PASSAGE TO READ -
▬▬▬▬▬▬

The experts have tried to solve this problem by some ingenious techniques of differentiating between the two kinds of sea-launched cruise missiles. Soviet inspectors could be stationed at submarine bases--American inspectors could do the same in the Soviet Union--to scrutinize boats from stem to stern before they put to sea. Tamperproof tags could be attached to “clean” SLCMs--that is, those certified to be non-nuclear. Very soon, however, the idea becomes absurd, and it could hardly be expected to work in a crisis.

The U.S. dilemma over SLCMs is one of a class of difficulties now being caused by the way in which the U.S. government has made key decisions in the nuclear age. Most of the time defense officials decide what they want for the U.S. nuclear deterrent. Diplomats accept these decisions and then try to fashion agreements with the Soviets to limit the numbers. For years arms builders and arms controllers hardly talked to one another, and there was little effortto plan America’s deterrent posture with an eye to what might happen at the negotiating table.

Ronald Reagan exposed the folly of this approach when he created a new agenda for arms talks with the Soviets. Now, instead of just trying to slow the arms race, the superpowers have agreed to cut their strategic arsenals by up to 50%. That has put a premium on deciding which specific weapons to keep--and especially to retain those least vulnerable to attack.

▬▬▬▬▬▬

[Coordinate annotation entries]
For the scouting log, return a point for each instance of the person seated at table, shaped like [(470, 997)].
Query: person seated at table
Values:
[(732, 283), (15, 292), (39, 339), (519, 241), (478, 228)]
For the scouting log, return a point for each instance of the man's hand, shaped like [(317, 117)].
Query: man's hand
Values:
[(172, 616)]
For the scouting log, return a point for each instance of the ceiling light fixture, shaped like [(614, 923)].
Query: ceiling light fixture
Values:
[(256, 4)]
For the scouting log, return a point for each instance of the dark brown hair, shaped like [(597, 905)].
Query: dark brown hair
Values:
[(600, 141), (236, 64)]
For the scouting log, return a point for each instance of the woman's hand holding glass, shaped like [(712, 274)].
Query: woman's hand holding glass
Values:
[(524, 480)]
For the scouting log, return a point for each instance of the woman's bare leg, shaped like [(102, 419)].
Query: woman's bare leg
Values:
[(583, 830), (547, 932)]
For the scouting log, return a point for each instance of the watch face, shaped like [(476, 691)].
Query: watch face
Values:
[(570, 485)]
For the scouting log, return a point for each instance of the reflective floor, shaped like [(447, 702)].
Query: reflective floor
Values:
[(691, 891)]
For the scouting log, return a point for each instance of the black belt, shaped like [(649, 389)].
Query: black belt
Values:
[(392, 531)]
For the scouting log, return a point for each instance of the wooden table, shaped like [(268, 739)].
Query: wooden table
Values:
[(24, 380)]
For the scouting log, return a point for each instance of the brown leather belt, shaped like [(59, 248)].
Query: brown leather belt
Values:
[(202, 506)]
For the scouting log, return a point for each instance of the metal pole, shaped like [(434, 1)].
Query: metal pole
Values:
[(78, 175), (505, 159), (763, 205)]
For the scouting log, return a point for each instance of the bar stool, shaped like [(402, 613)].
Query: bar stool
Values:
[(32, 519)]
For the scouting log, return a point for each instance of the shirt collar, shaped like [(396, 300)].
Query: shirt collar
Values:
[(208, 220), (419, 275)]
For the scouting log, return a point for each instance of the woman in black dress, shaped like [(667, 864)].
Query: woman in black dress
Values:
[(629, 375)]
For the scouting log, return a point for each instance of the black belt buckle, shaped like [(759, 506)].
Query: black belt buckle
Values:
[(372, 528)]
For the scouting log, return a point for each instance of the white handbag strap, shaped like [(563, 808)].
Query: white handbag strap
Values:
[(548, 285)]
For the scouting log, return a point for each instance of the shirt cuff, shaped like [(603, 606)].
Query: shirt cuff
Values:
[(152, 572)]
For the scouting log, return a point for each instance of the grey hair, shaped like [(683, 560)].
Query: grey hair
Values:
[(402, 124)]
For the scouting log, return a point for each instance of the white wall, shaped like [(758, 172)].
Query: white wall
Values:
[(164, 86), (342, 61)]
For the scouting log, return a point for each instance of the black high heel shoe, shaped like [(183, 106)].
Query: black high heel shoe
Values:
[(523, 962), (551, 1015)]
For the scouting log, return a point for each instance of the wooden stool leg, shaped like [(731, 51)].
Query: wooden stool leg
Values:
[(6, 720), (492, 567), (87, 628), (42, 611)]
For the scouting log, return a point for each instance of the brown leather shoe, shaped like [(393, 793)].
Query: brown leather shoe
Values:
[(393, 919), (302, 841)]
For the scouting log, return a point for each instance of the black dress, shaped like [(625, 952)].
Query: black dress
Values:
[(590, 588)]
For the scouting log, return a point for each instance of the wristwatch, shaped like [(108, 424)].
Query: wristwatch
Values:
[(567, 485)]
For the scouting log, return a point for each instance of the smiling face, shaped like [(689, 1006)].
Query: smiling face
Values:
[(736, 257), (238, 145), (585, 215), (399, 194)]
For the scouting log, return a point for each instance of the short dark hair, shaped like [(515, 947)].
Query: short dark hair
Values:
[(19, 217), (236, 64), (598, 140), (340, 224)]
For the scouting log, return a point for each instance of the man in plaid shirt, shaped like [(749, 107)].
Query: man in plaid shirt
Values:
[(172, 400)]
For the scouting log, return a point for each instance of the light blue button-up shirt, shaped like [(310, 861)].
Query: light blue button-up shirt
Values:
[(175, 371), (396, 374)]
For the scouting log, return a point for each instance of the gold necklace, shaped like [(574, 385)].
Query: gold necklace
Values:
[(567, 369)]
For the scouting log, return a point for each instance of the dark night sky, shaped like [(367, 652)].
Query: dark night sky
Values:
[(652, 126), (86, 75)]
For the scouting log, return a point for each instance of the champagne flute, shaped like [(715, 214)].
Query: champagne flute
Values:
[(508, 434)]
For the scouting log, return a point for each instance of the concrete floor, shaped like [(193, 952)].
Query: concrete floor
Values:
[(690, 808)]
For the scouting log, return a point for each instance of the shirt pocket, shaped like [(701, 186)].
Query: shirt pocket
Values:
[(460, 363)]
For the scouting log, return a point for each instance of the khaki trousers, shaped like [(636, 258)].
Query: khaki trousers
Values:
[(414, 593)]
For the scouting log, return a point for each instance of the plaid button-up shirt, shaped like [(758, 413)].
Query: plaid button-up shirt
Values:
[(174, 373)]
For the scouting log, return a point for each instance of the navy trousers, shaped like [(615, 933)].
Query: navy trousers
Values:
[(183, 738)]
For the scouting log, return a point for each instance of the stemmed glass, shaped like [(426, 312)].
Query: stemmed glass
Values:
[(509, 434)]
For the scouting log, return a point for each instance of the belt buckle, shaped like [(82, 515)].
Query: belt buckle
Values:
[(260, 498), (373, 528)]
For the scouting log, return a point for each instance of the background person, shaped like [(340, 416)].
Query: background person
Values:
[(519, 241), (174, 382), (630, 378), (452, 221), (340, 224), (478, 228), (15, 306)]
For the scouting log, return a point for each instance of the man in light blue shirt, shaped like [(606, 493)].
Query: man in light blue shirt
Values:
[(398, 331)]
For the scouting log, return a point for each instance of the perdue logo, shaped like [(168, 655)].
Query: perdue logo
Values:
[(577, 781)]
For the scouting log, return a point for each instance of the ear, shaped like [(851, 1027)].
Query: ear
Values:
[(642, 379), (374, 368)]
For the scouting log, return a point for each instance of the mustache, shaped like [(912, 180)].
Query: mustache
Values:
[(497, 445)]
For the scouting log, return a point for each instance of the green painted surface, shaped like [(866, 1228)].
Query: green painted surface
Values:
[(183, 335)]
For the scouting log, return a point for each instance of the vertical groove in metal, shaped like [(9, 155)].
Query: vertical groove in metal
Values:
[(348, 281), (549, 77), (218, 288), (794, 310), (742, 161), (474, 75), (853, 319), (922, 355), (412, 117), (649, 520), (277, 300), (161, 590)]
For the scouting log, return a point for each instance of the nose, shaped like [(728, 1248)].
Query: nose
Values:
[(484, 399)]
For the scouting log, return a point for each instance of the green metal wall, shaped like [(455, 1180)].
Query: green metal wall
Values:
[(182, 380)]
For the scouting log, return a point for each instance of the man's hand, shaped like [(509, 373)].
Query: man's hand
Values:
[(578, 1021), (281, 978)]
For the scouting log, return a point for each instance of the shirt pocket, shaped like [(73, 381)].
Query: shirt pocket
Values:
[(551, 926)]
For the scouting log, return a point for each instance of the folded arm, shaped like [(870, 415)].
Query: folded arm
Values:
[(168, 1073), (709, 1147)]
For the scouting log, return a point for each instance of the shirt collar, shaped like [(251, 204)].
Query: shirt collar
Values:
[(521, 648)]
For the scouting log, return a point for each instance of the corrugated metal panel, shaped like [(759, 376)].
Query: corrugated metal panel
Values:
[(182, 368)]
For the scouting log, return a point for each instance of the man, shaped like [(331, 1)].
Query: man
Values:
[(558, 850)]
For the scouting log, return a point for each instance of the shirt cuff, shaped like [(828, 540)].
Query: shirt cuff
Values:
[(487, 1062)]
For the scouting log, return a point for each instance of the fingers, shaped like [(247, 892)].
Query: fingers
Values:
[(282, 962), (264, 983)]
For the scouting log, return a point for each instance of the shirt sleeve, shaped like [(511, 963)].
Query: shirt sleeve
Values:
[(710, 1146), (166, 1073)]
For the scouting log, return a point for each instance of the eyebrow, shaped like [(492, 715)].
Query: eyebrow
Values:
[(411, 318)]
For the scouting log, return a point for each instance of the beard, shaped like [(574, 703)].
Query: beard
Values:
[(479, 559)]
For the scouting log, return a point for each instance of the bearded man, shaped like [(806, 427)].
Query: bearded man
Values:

▬▬▬▬▬▬

WRITTEN EXERCISE A - Return the entries unchanged, starting at the line containing "like [(828, 540)]." and running through the last line of the entries.
WRITTEN EXERCISE B - Write the next part of the arms-control passage, picking up after its final sentence.
The arms-control passage and the entries were taken from unrelated sources.

EXERCISE OUTPUT A -
For the scouting log, return a point for each instance of the shirt cuff, shaped like [(828, 540)].
Query: shirt cuff
Values:
[(487, 1062)]
For the scouting log, return a point for each instance of the fingers, shaped like [(247, 892)].
Query: fingers
Values:
[(282, 962), (264, 983)]
For the scouting log, return a point for each instance of the shirt sleeve, shaped like [(511, 963)].
Query: shirt sleeve
Values:
[(710, 1146), (166, 1073)]
For the scouting log, return a point for each instance of the eyebrow, shaped like [(492, 715)].
Query: eyebrow
Values:
[(411, 318)]
For the scouting log, return a point for each instance of the beard, shaped like [(574, 703)].
Query: beard
Values:
[(479, 559)]
For the scouting log, return a point for each instance of the bearded man, shaped like [(806, 427)].
Query: bearded man
Values:

EXERCISE OUTPUT B -
Unfortunately, more than a decade ago the Navy decided to build a new class of nuclear-missile submarines, the Trident. But instead of putting 16 or even fewer missiles on each boat, as in the old Polaris and Poseidon submarines, the Navy chose a behemoth with 24 missiles with 8 warheads apiece--a big bang in each boat. Thus if the arms-reduction treaty goes through and the United States has to make a 50% cut in warheads, the concentration of so many warheads in each submarine will require the scrapping of many of the boats. The United States might find itself with only eight or nine boats at sea at any one time--many eggs in a few baskets. And that is a number small enough to spur the Soviets to new and potentially lethal efforts at anti-submarine warfare.

The same has been true with the MX missile. Instead of building a successor to the Minuteman with a single warhead that could be widely dispersed, the Pentagon argued for a blockbuster with 10 warheads each, and it built 50 of them. But with an arms agreement the 500 warheads on these relatively few missiles, a major fraction of the total force, will tempt Soviet strategic planners.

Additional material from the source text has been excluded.